WHAT TO DO:
Please output the passage on LLM-Pruner word for word, starting at "- Dependency Discovery: The" and ending at "model during pruning.".

PAGE EXCERPT:
----------------

Structural Pruning of LLMs with LLM-Pruner
Introduction
LLMs have demonstrated significant abilities in various tasks related to language understanding and generation. Despite their impressive performance, LLMs pose substantial challenges in deployment and inference due to their extensive scale and computational demands. Most existing methods targeting LLM compression focus on task-specific scenarios, which demand heavy reliance on the training corpus and prolonged post-training. To address these issues, this paper introduces LLM-Pruner, a novel framework for the structural pruning of LLMs aimed at compressing the model while preserving its task-agnostic functionalities and minimizing dependency on the initial training dataset.
Methodology
LLM-Pruner is designed as a three-stage process, consisting of Dependency Discovery, Importance Estimation, and Model Recovery.
- Dependency Discovery: The method starts with identifying groups of dependent structures within the LLM. This involves constructing a dependency graph by treating each neuron as a trigger. The iterative process identifies all neurons influenced by an initial trigger, thereby grouping them into dependencies. This automatic detection is crucial for maintaining the structural integrity of the model during pruning.

----------------

RECORDS PROVIDED:
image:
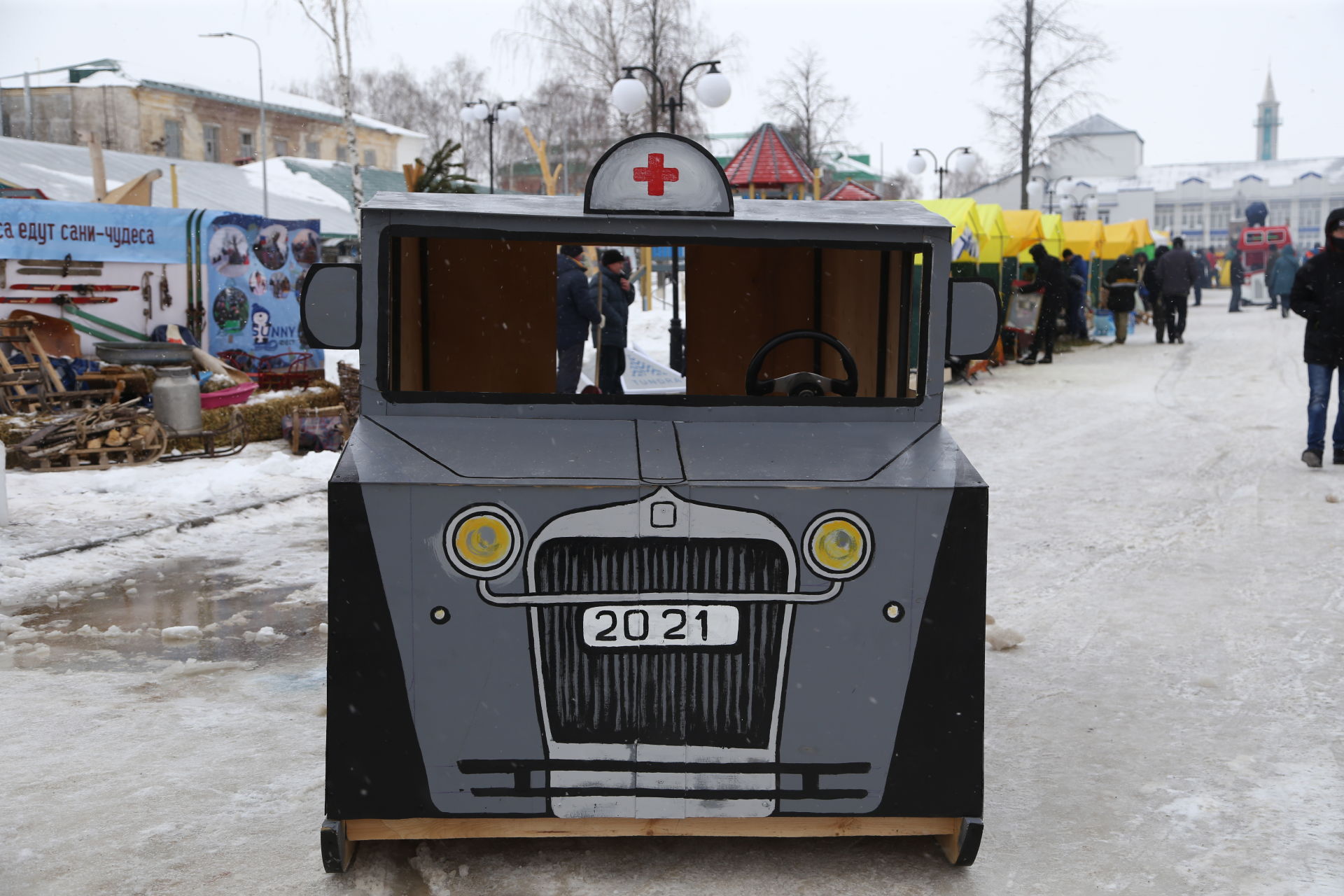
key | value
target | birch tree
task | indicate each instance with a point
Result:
(806, 105)
(1043, 62)
(332, 19)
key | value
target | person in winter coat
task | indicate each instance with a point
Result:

----------------

EXERCISE OUTPUT:
- Dependency Discovery: The method starts with identifying groups of dependent structures within the LLM. This involves constructing a dependency graph by treating each neuron as a trigger. The iterative process identifies all neurons influenced by an initial trigger, thereby grouping them into dependencies. This automatic detection is crucial for maintaining the structural integrity of the model during pruning.